- EXCERPTED PASSAGE
Alex hopes to further his academic and career interests by attending law school after graduation.
2019 Honors Program Cohort
Kevin is a second-year student double-majoring in Media Studies and the Honors program in the Politics Department. His interests lie in the intersections between those departments, specifically looking at how social media (especially Twitter) has affected our political discourse around electoral politics. Kevin’s parents nurtured his interest for politics from an early age (he’s already thanked them, don’t worry). He volunteered with the Newseum’s Education Department in Washington, D.C. for seven years, and still remembers being at the front of the chamber for debates about immigration on the Senate floor.
This past summer, Kevin embodied the words of his favorite quote from Tip O’Neill and interned with his County Councilwoman in Howard County, Maryland, where “all politics is local.” Kevin learned the necessity of local elected officials while working on everything from sidewalk repairs to tax repeals.
At UVA, Kevin teaches with the Charlottesville Debate League and competes for Virginia Mock Trial, where he served as a captain this past year.
Kevin hopes to work in Maryland politics after receiving his undergraduate degree before attending law school to practice as a trial attorney.
I am a second year majoring in Politics Honors and History. I am broadly interested in the rise of economic inequality in the United States and its effects on political liberty. My other academic interests include the Jacksonian revolution and populism’s effect on slavery, Antebellum America, and the history of slavery in the United States and its current reverberations on society. Moreover, I am interested in humanitarian crises especially the genocide of the Rohingya currently happening in Myanmar. I am a first-generation college student from Franklin County, Virginia and became fascinated with politics after reading Michelle Alexander’s book The New Jim Crow my senior year of high school. Growing up in an extremely rural area, I am interested in the intersection of class and political power in American society.
In my free time, I play club rugby at the University and work as a lifeguard. Off grounds, I spend my summers working at an outdoors summer camp in Southwest Virginia. I love spending time with children and having the opportunity to be a positive role model. My short term goal is to attend law school, with a focus on constitutional law. My long term goal is to bring my experience back home with me and make positive changes for my community, who I owe a great deal for my success.

- ITEMS
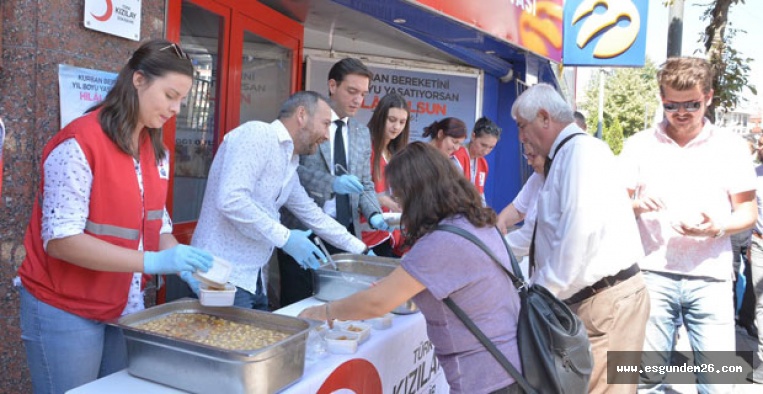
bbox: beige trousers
[570,272,649,394]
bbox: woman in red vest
[422,117,466,157]
[19,40,212,393]
[453,116,501,205]
[360,92,411,257]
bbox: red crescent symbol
[317,358,382,394]
[90,0,114,22]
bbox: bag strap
[435,224,537,394]
[443,297,537,394]
[435,224,527,291]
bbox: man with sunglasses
[620,58,757,393]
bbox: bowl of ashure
[199,283,236,306]
[323,330,360,354]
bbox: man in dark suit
[278,58,389,307]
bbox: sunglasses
[662,101,702,112]
[159,43,191,60]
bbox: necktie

- PROBLEM SET
A. In the cohort profiles, which organization did Kevin volunteer with in Washington, D.C., and for how many years?
B. Summarize the cohort profiles in two sentences.
C. Rewrite the cohort profiles from "I am a second" to "in American society.", putting "Burma" in place of "Myanmar".

- EXERCISE SOLUTIONS
A. He volunteered with the Newseum's Education Department for seven years.

B. Kevin, a second-year student in Media Studies and Politics Honors who studies how social media has affected political discourse, interned with his County Councilwoman in Howard County, Maryland, and hopes to work in Maryland politics before attending law school. Another second-year student, who is majoring in Politics Honors and History and is a first-generation college student from rural Franklin County, Virginia, is interested in economic inequality and the link between class and political power, and also plans to attend law school.

C.
I am a second year majoring in Politics Honors and History. I am broadly interested in the rise of economic inequality in the United States and its effects on political liberty. My other academic interests include the Jacksonian revolution and populism’s effect on slavery, Antebellum America, and the history of slavery in the United States and its current reverberations on society. Moreover, I am interested in humanitarian crises especially the genocide of the Rohingya currently happening in Burma. I am a first-generation college student from Franklin County, Virginia and became fascinated with politics after reading Michelle Alexander’s book The New Jim Crow my senior year of high school. Growing up in an extremely rural area, I am interested in the intersection of class and political power in American society.